- _Task objective_
State how many lines of the records contain the string "yellowing". Reply with the number alone.

- _Dataset content_
--------------------

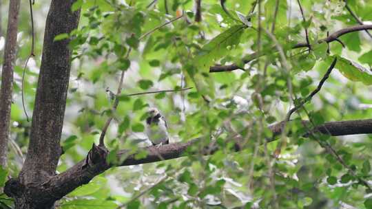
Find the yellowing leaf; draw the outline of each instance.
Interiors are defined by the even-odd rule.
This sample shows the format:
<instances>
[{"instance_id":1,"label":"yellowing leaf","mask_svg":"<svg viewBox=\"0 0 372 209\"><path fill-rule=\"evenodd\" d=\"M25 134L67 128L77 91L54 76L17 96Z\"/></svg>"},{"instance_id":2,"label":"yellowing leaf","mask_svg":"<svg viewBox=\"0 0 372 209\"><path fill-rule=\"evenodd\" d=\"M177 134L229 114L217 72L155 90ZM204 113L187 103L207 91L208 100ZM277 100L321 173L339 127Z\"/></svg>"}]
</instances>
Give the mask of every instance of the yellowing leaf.
<instances>
[{"instance_id":1,"label":"yellowing leaf","mask_svg":"<svg viewBox=\"0 0 372 209\"><path fill-rule=\"evenodd\" d=\"M335 67L344 76L353 81L361 81L366 85L372 85L372 72L359 63L337 56Z\"/></svg>"}]
</instances>

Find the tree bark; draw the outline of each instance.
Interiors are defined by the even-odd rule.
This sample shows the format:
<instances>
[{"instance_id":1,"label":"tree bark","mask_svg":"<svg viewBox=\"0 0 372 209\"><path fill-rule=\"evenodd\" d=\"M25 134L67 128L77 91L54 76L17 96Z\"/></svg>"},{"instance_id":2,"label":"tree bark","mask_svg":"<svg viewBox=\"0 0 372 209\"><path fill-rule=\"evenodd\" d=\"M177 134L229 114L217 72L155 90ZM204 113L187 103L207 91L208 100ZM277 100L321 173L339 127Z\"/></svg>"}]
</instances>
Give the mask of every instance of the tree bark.
<instances>
[{"instance_id":1,"label":"tree bark","mask_svg":"<svg viewBox=\"0 0 372 209\"><path fill-rule=\"evenodd\" d=\"M309 123L308 121L300 122L302 124ZM269 126L269 129L273 135L278 135L282 133L283 126L284 122L279 122ZM316 127L311 132L331 135L372 133L372 119L327 122ZM304 137L308 137L308 135L305 134ZM48 194L53 194L52 197L61 199L76 188L88 184L93 177L113 166L137 165L181 157L187 154L186 151L192 146L203 147L201 151L200 151L198 153L205 155L211 155L220 148L216 142L213 140L205 146L203 143L205 141L204 140L205 138L197 138L186 142L165 144L159 148L154 146L145 147L143 149L146 151L147 155L146 157L142 159L136 157L137 153L131 153L130 151L128 150L121 150L116 153L118 161L117 164L108 164L106 159L102 157L96 160L94 164L87 166L86 160L84 160L66 171L51 178L48 182L44 184L45 191L48 191ZM239 135L231 138L230 140L235 143L235 151L243 148L242 145L246 143L245 138ZM96 148L97 146L94 146L92 151ZM143 150L138 151L138 152L142 152ZM189 153L189 154L193 153ZM97 155L97 158L99 158L100 155Z\"/></svg>"},{"instance_id":2,"label":"tree bark","mask_svg":"<svg viewBox=\"0 0 372 209\"><path fill-rule=\"evenodd\" d=\"M71 11L75 1L52 0L50 4L27 157L19 178L8 181L4 189L14 199L16 208L52 208L56 200L52 194L45 193L43 185L56 175L61 153L59 142L72 51L68 46L70 39L54 41L54 38L77 28L80 10Z\"/></svg>"},{"instance_id":3,"label":"tree bark","mask_svg":"<svg viewBox=\"0 0 372 209\"><path fill-rule=\"evenodd\" d=\"M0 90L0 165L6 166L8 141L10 129L10 108L13 92L13 71L16 59L18 14L20 0L10 1L8 30L4 50L4 64L1 74ZM1 22L1 19L0 19ZM0 33L1 33L0 28Z\"/></svg>"},{"instance_id":4,"label":"tree bark","mask_svg":"<svg viewBox=\"0 0 372 209\"><path fill-rule=\"evenodd\" d=\"M3 26L2 26L2 13L1 13L1 1L0 1L0 37L3 35Z\"/></svg>"}]
</instances>

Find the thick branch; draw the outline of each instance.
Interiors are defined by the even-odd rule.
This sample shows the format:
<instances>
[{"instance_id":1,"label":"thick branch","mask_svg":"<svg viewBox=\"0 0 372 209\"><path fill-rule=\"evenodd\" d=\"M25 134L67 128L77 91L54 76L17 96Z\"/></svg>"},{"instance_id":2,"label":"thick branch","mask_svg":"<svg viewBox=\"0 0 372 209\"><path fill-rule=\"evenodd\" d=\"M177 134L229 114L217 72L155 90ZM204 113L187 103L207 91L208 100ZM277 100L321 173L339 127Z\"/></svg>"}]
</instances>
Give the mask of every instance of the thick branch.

--------------------

- _Written response_
4